## STATED GOAL
Copy the entries below, requests included, starting at the line that contains "of the wooden" and continuing through the last entry. Raise every coordinate in the answers by 34.

··· EXCERPTED DATA

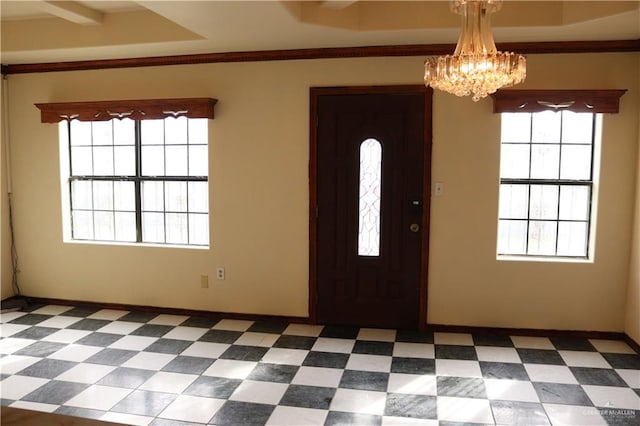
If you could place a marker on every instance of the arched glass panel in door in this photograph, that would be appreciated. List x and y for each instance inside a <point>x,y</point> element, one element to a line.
<point>369,198</point>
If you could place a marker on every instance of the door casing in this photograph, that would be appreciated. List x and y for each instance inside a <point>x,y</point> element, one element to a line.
<point>315,93</point>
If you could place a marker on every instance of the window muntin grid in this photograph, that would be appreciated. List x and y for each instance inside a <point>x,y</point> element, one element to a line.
<point>119,191</point>
<point>546,182</point>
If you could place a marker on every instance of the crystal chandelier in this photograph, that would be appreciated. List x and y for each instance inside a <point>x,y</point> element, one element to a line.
<point>476,67</point>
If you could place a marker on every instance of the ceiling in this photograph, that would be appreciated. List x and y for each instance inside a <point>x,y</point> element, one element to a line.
<point>35,31</point>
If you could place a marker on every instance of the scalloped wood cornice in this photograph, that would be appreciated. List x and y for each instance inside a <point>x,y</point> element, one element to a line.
<point>147,109</point>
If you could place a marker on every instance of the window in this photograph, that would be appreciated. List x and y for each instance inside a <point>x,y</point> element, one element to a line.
<point>546,182</point>
<point>546,170</point>
<point>137,178</point>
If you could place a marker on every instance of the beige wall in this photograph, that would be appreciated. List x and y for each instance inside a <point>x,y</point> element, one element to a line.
<point>5,243</point>
<point>259,156</point>
<point>632,324</point>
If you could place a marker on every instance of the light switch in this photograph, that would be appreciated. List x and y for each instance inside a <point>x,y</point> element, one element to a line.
<point>438,189</point>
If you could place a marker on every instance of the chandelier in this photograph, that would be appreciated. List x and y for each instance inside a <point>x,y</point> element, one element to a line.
<point>476,67</point>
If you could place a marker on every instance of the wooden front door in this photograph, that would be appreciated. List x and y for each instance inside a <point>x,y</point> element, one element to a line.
<point>372,164</point>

······

## EXERCISE RESULT
If you could place a marker on every instance of the wooden front door in this photograph, that would be appreciated. List x and y for each instance inside a <point>x,y</point> element, one element to a line.
<point>406,198</point>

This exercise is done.